* Exercise: Write out the rows from the line containing "of the large" through the end of the rows, swapping "stone" for "rock" and leaving everything else unchanged.

* Entries provided:
============

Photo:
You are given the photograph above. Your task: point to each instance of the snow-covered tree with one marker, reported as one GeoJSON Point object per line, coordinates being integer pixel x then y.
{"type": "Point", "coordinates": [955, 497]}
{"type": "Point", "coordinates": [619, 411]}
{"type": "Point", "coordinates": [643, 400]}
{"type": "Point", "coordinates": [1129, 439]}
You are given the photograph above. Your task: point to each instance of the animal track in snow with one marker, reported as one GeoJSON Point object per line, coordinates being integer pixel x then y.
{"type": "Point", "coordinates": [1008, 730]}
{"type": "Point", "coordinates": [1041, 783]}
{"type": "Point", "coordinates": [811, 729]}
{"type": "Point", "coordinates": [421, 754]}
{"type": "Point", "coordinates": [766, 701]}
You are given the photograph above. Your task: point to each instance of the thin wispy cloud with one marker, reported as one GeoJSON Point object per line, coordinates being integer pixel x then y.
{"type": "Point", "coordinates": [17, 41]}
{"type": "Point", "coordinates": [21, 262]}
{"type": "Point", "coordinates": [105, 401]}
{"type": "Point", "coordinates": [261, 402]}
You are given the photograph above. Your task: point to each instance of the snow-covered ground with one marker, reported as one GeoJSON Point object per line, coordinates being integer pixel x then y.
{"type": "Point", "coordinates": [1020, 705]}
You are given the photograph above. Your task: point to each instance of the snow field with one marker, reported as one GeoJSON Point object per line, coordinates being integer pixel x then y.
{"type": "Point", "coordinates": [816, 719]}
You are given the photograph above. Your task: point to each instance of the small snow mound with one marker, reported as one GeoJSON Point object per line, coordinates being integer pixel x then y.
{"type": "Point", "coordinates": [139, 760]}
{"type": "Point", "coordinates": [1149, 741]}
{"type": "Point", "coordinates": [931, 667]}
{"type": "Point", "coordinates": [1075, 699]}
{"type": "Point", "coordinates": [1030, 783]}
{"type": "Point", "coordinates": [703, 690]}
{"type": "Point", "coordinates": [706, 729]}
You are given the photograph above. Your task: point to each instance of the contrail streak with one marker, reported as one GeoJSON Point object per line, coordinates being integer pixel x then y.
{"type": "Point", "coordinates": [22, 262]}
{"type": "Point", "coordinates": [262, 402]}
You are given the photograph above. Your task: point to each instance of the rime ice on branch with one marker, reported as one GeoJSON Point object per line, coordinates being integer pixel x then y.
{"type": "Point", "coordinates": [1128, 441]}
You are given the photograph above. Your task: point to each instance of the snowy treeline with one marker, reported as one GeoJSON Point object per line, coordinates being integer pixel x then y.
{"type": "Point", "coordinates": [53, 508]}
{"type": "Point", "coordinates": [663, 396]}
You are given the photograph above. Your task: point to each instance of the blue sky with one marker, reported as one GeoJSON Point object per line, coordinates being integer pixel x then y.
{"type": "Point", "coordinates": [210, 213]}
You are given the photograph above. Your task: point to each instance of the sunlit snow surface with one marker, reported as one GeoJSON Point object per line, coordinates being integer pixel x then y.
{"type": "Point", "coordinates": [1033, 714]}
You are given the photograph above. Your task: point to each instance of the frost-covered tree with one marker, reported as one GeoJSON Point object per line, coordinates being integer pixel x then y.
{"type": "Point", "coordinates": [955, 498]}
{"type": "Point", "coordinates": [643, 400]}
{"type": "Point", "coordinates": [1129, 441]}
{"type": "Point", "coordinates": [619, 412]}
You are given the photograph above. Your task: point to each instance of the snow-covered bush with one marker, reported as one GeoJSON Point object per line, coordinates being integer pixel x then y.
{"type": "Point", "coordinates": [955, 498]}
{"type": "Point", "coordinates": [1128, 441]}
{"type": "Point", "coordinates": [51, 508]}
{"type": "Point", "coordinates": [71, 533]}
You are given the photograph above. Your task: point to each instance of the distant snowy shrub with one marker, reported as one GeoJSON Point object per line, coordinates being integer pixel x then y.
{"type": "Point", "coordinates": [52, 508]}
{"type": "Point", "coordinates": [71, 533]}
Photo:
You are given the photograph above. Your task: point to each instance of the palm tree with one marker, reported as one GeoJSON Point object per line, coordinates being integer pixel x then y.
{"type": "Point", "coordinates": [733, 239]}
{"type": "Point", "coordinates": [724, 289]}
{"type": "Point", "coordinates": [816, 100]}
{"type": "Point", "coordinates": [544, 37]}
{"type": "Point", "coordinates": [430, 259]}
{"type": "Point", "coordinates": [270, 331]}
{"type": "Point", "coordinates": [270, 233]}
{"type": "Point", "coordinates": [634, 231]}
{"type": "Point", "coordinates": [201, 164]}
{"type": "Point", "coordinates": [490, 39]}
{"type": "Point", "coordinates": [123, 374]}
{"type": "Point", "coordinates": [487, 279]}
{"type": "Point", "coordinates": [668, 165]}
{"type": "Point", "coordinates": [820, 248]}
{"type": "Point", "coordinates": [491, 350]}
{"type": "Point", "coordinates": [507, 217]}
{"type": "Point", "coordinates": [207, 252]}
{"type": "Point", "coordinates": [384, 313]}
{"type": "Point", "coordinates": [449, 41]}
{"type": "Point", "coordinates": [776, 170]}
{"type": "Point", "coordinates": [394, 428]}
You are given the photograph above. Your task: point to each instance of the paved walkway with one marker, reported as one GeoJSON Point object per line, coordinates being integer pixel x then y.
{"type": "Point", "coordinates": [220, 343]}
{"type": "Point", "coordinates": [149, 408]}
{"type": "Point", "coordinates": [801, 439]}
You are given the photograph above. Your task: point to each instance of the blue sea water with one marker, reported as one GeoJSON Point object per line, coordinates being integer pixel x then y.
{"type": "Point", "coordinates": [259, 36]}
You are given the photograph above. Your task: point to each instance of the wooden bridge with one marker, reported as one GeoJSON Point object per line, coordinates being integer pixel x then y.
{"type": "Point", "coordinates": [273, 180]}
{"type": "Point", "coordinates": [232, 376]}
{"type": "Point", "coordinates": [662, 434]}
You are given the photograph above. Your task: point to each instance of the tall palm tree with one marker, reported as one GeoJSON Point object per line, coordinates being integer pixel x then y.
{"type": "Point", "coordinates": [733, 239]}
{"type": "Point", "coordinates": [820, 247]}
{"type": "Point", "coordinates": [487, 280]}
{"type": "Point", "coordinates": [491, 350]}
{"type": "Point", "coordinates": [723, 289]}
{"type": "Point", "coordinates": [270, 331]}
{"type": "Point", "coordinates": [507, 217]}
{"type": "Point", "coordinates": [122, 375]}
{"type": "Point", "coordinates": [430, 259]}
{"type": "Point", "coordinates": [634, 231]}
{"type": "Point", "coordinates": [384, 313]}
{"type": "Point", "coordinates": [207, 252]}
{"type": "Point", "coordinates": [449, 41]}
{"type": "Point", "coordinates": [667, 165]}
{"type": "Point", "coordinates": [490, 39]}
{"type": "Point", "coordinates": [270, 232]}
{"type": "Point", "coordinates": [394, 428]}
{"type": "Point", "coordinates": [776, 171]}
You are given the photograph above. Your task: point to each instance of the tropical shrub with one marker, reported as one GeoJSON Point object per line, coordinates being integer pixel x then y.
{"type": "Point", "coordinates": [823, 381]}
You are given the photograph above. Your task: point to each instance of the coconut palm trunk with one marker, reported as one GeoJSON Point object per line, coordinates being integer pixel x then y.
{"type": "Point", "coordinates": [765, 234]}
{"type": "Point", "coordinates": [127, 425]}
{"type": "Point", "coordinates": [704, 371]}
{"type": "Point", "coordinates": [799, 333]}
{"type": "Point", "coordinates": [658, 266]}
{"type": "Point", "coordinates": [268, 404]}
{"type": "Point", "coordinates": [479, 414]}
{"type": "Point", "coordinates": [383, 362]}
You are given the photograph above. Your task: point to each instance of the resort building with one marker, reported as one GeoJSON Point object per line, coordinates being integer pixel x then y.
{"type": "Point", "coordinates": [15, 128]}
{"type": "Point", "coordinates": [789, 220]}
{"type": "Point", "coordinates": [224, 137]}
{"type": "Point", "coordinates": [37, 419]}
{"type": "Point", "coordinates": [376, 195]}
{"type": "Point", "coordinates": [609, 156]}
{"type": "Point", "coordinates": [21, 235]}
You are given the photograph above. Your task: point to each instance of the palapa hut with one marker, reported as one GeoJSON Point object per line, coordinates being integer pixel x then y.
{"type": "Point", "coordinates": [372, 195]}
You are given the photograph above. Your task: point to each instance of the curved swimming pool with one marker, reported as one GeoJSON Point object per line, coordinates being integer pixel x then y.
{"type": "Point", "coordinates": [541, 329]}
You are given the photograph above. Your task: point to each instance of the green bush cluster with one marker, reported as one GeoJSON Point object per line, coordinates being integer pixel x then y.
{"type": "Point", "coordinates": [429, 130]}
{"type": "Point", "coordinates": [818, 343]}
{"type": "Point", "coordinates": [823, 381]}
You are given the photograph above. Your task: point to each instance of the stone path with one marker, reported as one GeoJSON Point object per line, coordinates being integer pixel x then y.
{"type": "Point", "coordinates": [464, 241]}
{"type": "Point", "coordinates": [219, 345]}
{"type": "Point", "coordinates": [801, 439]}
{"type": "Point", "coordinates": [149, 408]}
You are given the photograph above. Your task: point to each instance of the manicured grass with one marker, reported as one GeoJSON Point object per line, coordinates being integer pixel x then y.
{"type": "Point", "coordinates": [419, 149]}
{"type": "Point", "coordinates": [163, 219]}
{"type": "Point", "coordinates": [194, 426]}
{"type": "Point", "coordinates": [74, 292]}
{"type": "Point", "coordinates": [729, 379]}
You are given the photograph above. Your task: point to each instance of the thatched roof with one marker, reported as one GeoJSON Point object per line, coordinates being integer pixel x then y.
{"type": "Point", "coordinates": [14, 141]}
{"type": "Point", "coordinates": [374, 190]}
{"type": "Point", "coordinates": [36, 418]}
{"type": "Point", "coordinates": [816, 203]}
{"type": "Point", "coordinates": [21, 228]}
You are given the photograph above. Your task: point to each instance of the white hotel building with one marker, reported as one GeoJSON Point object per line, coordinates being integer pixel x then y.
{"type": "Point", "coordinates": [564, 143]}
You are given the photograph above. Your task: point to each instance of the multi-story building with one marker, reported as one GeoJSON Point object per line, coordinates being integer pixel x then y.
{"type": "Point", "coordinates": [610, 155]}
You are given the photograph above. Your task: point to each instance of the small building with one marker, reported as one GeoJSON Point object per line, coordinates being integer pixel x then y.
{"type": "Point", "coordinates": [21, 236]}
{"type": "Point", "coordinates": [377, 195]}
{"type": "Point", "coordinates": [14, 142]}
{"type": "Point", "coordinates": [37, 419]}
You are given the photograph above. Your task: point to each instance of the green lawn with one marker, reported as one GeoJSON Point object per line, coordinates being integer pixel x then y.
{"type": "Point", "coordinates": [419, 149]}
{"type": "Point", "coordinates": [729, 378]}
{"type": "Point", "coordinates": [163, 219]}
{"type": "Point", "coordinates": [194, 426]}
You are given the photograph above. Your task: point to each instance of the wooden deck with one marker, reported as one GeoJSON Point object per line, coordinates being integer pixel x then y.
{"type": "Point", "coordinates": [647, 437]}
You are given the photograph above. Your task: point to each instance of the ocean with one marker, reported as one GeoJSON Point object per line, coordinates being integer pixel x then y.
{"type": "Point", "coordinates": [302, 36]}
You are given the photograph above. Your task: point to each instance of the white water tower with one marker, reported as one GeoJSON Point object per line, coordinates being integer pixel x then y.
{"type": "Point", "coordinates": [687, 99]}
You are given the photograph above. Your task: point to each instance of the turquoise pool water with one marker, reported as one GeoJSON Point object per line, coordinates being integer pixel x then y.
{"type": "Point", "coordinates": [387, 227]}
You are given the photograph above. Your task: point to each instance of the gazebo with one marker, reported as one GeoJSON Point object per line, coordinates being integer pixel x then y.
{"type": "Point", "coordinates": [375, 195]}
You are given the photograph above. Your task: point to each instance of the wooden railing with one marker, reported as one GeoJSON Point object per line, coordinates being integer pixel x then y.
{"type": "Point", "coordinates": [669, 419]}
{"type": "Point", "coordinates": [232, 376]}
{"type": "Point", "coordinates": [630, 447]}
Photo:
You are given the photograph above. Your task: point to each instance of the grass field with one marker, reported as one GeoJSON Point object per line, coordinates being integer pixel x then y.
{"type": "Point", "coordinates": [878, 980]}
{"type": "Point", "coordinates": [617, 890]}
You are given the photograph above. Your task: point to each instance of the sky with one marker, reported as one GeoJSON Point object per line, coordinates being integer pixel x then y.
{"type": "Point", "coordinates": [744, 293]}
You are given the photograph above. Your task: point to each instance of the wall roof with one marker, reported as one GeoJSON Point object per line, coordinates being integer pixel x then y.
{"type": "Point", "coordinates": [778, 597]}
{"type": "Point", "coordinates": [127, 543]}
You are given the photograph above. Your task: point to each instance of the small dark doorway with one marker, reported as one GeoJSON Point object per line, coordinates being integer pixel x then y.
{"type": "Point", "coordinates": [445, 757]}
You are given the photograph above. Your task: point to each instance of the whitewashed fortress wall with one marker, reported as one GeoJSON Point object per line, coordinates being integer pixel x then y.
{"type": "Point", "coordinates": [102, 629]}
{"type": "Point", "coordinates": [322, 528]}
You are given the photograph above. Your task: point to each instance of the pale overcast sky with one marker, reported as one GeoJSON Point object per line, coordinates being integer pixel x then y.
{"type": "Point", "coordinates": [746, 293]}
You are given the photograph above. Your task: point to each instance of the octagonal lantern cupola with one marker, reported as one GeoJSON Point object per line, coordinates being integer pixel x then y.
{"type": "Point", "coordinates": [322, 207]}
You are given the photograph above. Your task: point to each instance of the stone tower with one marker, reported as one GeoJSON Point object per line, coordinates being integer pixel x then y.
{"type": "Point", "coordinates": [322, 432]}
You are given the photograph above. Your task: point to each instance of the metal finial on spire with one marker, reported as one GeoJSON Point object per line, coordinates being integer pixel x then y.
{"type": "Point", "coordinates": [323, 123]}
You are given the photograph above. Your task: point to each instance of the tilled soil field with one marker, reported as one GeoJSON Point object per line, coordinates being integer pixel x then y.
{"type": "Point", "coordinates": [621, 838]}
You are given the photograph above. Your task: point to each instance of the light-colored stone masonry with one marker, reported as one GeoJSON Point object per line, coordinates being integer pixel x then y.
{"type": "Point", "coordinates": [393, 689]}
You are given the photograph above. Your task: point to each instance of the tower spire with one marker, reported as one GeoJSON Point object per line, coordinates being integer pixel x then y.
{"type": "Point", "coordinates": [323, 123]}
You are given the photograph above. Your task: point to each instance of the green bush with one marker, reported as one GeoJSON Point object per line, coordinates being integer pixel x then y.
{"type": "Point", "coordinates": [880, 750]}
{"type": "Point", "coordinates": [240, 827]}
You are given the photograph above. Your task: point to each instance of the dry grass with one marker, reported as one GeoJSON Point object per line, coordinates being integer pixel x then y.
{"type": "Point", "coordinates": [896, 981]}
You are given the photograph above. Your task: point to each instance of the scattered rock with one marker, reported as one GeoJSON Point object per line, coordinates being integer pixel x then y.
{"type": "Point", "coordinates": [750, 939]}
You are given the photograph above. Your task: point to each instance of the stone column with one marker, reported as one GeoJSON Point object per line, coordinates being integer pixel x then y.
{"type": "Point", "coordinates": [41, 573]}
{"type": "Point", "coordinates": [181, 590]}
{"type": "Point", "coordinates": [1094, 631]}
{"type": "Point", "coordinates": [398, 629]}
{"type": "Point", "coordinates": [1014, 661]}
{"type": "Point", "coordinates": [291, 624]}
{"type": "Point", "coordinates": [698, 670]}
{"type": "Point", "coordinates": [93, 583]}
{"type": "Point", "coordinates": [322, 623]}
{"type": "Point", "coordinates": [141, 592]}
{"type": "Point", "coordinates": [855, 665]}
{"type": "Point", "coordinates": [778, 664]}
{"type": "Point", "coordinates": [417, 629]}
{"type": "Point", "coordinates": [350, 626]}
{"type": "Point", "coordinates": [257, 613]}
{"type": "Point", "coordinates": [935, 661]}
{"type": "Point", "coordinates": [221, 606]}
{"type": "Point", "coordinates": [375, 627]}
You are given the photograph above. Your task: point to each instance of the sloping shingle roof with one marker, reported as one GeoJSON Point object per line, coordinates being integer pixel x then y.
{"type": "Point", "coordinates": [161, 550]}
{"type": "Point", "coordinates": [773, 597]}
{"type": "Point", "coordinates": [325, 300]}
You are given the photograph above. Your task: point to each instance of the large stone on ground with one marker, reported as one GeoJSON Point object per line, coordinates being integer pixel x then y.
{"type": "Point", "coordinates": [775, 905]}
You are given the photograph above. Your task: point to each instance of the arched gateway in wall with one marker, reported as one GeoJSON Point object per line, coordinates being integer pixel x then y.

============

* Response to the task:
You are given the photograph above. Your task: point to each instance of the large rock on ground with one marker, reported as one GeoJSON Point object per line, coordinates being integer pixel x then y.
{"type": "Point", "coordinates": [775, 905]}
You are given the photograph above. Your task: point to each instance of the arched gateway in wall with one marker, reported as one GeoJSON Point object per line, coordinates being integer pixel x then y.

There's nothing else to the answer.